Your objective — List each check that the HOA document review guide below gives in its "Minutes 1-5: The Financial Snapshot" section.
# Page start
Nobody reads all of it. And here's the thing: you don't need to. What you need is a focused 30-minute review that hits the sections most likely to contain surprises, deal-breakers, or important information about your future community.
Here's the system.
Minutes 1-5: The Financial Snapshot
Start with money. Financial problems affect everything else.
Find the current budget. Look for the revenue line (total assessments collected) and compare it to total expenses. Is the budget balanced? A budget that shows expenses exceeding income means the HOA is either drawing from reserves or running a deficit. Both are concerns.
Check the reserve contribution. What percentage of the budget goes to reserves? Below 15% is underfunded. Between 15-25% is acceptable. Above 25% is healthy. If you can't find the reserve contribution line, that itself is a red flag.
Look at accounts receivable. This tells you how many owners are behind on payments. Divide accounts receivable by total annual assessments. Over 10% means a meaningful number of owners aren't paying. Over 15% is a problem.
Scan for special assessments. Any mention of special assessments — approved, pending, or under discussion — should immediately get your attention. Note the amount per unit and whether it's a lump sum or installment plan.
Five minutes. You now know whether the HOA is financially healthy or stressed.
Minutes 5-10: The Reserve Study
This is the most important document in the package for long-term planning.
Find the percent funded ratio. This is usually on the first page or in the executive summary. It tells you how much money is in reserves compared to how much should be.
- •70%+ funded: Healthy
- •30-70%: Watch for upcoming special assessments
- •Below 30%: Seriously underfunded — expect large future costs
Check the funding plan. Does the study recommend increasing assessments? By how much? A reserve study that recommends a 15% annual assessment increase for the next 5 years tells you your monthly costs are going up significantly.
# Page end
# Information provided start
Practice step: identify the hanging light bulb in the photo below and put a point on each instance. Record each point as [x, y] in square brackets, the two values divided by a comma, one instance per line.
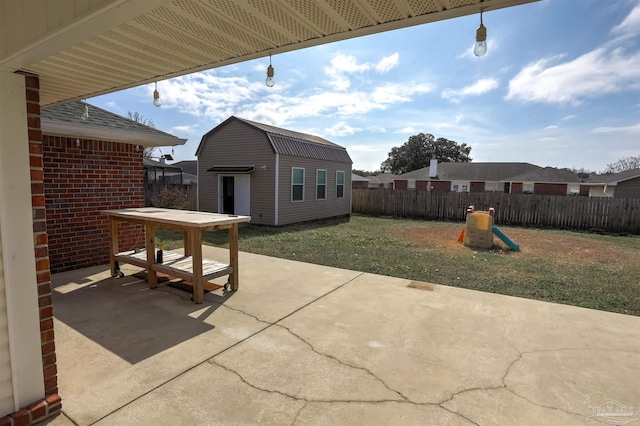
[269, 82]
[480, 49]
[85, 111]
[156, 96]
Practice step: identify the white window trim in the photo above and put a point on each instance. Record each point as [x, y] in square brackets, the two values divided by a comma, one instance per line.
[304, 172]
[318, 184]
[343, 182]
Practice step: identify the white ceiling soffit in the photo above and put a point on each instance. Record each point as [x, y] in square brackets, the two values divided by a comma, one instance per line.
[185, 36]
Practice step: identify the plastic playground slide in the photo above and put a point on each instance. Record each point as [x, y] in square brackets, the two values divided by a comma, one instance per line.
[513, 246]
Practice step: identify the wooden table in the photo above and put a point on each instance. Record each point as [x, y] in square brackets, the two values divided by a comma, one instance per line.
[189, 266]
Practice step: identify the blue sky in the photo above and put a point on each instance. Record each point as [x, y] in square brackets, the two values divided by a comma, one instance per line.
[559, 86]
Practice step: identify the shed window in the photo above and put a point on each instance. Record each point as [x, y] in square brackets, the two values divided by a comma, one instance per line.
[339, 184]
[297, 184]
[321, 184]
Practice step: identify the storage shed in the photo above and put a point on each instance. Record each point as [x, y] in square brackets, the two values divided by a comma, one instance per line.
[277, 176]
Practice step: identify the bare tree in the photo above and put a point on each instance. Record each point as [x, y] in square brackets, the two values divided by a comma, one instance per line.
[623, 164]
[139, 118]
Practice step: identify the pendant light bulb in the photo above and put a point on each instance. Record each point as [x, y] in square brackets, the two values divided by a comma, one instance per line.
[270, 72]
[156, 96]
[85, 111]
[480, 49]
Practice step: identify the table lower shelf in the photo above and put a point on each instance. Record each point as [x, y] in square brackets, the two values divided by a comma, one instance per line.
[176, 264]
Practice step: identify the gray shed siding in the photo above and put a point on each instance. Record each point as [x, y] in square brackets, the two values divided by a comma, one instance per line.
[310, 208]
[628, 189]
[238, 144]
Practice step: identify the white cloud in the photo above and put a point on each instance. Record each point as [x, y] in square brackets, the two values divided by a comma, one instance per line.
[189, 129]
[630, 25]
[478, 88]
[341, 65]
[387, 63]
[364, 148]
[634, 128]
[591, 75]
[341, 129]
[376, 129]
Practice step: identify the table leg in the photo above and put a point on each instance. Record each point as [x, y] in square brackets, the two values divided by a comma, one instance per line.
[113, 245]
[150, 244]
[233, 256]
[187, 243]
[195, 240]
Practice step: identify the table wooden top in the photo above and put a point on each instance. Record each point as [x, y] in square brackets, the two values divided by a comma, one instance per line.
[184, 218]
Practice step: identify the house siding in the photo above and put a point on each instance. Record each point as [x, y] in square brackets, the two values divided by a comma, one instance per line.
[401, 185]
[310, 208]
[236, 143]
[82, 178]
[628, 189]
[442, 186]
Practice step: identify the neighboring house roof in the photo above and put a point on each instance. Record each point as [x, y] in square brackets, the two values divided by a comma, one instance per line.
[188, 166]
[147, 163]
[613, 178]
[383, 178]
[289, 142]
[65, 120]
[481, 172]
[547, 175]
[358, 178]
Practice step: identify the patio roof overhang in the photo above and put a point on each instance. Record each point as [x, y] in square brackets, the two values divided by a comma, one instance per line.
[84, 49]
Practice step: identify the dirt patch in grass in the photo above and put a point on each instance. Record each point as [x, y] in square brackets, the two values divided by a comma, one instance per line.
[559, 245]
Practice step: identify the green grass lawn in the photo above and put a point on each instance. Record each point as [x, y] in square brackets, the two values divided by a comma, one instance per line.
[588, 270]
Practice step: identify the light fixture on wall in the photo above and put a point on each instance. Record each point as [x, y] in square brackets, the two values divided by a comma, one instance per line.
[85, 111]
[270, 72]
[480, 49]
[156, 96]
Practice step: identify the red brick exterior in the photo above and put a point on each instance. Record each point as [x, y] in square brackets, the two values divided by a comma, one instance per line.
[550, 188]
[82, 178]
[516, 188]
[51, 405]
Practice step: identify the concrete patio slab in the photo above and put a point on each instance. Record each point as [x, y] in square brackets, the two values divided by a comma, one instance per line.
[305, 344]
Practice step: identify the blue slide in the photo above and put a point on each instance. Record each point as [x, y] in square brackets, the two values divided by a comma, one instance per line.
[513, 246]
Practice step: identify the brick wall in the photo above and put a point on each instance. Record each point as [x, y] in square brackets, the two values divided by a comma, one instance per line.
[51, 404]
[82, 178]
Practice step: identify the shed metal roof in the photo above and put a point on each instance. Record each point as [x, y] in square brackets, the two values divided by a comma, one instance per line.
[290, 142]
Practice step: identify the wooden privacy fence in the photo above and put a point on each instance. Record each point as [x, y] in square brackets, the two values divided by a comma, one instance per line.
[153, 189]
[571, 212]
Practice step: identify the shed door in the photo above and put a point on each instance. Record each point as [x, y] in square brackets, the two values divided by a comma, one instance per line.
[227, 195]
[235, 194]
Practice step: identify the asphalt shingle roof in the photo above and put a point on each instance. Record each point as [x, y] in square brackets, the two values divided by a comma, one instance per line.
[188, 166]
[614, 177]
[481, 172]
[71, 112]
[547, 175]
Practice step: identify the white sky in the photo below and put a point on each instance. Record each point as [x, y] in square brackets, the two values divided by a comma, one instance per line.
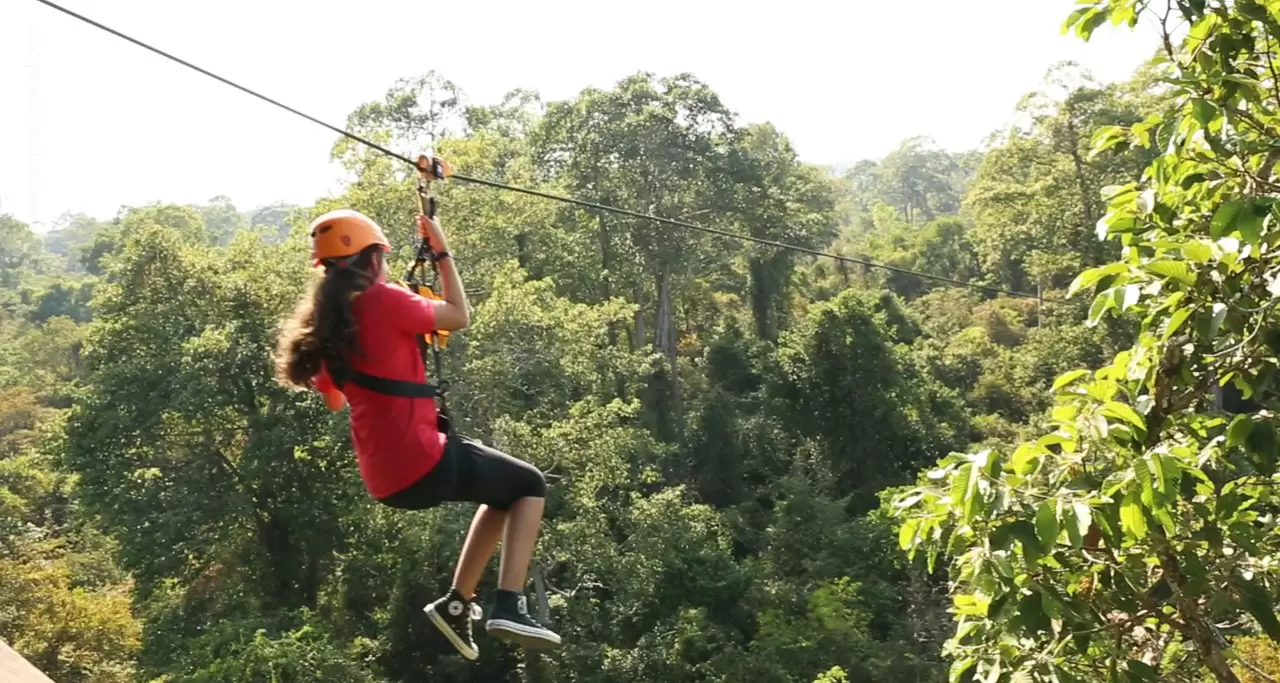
# Information provided end
Correct response —
- Find the current budget.
- Check the reserve contribution.
- Look at accounts receivable.
- Scan for special assessments.